→ YOUR OBJECTIVE
Among the records that follow, how many lines contain the word "shot"? Give the number and no other words.

* * * * *

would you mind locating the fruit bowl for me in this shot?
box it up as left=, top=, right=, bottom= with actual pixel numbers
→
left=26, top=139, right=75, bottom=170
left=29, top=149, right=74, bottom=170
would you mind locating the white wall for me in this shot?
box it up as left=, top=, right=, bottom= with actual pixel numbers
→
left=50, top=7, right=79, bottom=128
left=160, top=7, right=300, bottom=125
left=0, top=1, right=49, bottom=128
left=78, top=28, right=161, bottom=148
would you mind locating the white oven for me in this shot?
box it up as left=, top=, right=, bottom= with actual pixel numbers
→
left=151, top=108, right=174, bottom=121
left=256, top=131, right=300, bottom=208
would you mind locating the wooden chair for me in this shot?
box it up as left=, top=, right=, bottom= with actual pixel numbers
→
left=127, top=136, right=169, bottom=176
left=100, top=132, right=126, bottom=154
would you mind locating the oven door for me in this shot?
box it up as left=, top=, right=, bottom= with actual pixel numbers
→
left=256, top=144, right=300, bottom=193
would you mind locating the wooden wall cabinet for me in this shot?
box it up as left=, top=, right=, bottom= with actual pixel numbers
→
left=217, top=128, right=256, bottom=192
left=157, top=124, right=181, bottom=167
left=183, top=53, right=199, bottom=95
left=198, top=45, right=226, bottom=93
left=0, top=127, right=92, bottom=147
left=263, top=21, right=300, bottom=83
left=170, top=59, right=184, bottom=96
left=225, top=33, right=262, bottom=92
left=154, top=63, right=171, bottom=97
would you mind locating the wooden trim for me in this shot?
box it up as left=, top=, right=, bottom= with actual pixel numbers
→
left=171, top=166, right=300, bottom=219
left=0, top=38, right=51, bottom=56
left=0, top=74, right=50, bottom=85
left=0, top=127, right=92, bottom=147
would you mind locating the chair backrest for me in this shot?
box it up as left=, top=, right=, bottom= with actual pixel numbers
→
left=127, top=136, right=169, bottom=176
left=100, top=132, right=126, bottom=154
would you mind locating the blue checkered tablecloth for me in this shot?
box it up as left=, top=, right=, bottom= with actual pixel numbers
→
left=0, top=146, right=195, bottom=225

* * * * *

→ ANSWER SPACE
9